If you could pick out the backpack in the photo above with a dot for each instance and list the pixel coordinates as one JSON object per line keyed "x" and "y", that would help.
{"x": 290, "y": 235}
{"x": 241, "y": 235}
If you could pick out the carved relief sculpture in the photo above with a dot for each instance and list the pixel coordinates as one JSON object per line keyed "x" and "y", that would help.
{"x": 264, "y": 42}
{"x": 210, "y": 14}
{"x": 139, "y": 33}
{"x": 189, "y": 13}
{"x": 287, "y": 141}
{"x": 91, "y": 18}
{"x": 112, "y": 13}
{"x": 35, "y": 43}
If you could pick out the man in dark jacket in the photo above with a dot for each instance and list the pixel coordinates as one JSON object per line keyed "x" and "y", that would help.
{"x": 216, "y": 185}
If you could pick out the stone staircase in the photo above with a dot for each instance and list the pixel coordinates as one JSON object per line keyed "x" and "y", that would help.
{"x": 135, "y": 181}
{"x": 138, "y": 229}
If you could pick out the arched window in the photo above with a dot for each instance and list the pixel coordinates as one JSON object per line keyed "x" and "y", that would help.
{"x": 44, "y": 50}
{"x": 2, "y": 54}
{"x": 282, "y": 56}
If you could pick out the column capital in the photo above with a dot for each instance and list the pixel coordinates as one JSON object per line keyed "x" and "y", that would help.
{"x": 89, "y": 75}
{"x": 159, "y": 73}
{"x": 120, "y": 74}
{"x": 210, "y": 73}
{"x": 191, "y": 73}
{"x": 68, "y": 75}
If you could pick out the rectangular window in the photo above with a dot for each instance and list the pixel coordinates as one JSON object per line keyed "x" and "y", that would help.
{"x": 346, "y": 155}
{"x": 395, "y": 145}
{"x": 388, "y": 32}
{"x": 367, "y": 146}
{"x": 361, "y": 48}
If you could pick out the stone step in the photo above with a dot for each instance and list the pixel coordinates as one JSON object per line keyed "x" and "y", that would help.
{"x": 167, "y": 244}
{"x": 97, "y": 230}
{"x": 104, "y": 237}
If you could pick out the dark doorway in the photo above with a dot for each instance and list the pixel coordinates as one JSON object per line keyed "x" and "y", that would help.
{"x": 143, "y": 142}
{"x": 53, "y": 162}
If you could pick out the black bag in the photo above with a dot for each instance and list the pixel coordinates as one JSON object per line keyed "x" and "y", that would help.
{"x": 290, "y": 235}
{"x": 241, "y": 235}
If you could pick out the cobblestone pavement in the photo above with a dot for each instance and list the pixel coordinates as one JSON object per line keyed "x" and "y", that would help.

- STATED PROBLEM:
Each entry above is to be set down again in exactly the same words.

- EXERCISE SOLUTION:
If you could pick out the backpack in the photo above with a dot for each instance and list the pixel coordinates as one JSON object per line keyed "x" and "y", that would help.
{"x": 290, "y": 235}
{"x": 241, "y": 235}
If you could pick out the carved relief sculpture in the photo above with a dot for each instance and list the pixel coordinates as one JSON object per line keyed "x" and "y", that would help.
{"x": 264, "y": 42}
{"x": 210, "y": 14}
{"x": 139, "y": 33}
{"x": 189, "y": 13}
{"x": 287, "y": 141}
{"x": 91, "y": 18}
{"x": 112, "y": 13}
{"x": 35, "y": 43}
If you could pick out the man in dark jacket in the photo above with a dot for each instance and list the pixel coordinates as one JSON object per line keyed "x" and "y", that would help.
{"x": 216, "y": 185}
If you could pick out the stone staircase in the photo above with a dot for each instance and list the pixel coordinates as one JSON object per line keyed "x" and "y", that would help.
{"x": 135, "y": 181}
{"x": 138, "y": 229}
If you could pick out the arched window in the photo above with a dot for each instance and list the pixel coordinates as one JSON object per line keyed "x" and "y", that would help.
{"x": 44, "y": 50}
{"x": 2, "y": 54}
{"x": 282, "y": 56}
If you could pick out the column capital in the photo above with a dot for each instance and list the pixel coordinates as one JSON object per line keyed "x" and "y", that would help.
{"x": 89, "y": 75}
{"x": 159, "y": 73}
{"x": 120, "y": 74}
{"x": 210, "y": 73}
{"x": 191, "y": 73}
{"x": 68, "y": 75}
If you could pick out the rectangular window in the photo above with a dot for each instance and list the pixel coordinates as one JSON object per line keyed "x" and "y", that would help.
{"x": 346, "y": 155}
{"x": 395, "y": 145}
{"x": 388, "y": 32}
{"x": 367, "y": 146}
{"x": 361, "y": 48}
If you could pick out the stone step in the photo above with a dot for each instance and list the pixel coordinates as one JSON object per line keyed "x" and "y", that would help.
{"x": 167, "y": 244}
{"x": 97, "y": 230}
{"x": 104, "y": 237}
If you could pick out the dark doorway in the photo above with a dot for each instance and list the pixel coordinates as one JSON object per line keyed "x" and "y", that would help.
{"x": 143, "y": 142}
{"x": 53, "y": 162}
If you could pick out the black bag in the photo above with a dot for each instance and list the pixel coordinates as one JSON object per line keyed "x" and "y", that would help.
{"x": 290, "y": 235}
{"x": 241, "y": 235}
If you could pick out the cobblestone pavement in the photo above with a dot for each instance and list the pixel coordinates as one JSON object per line keyed "x" and "y", that would help.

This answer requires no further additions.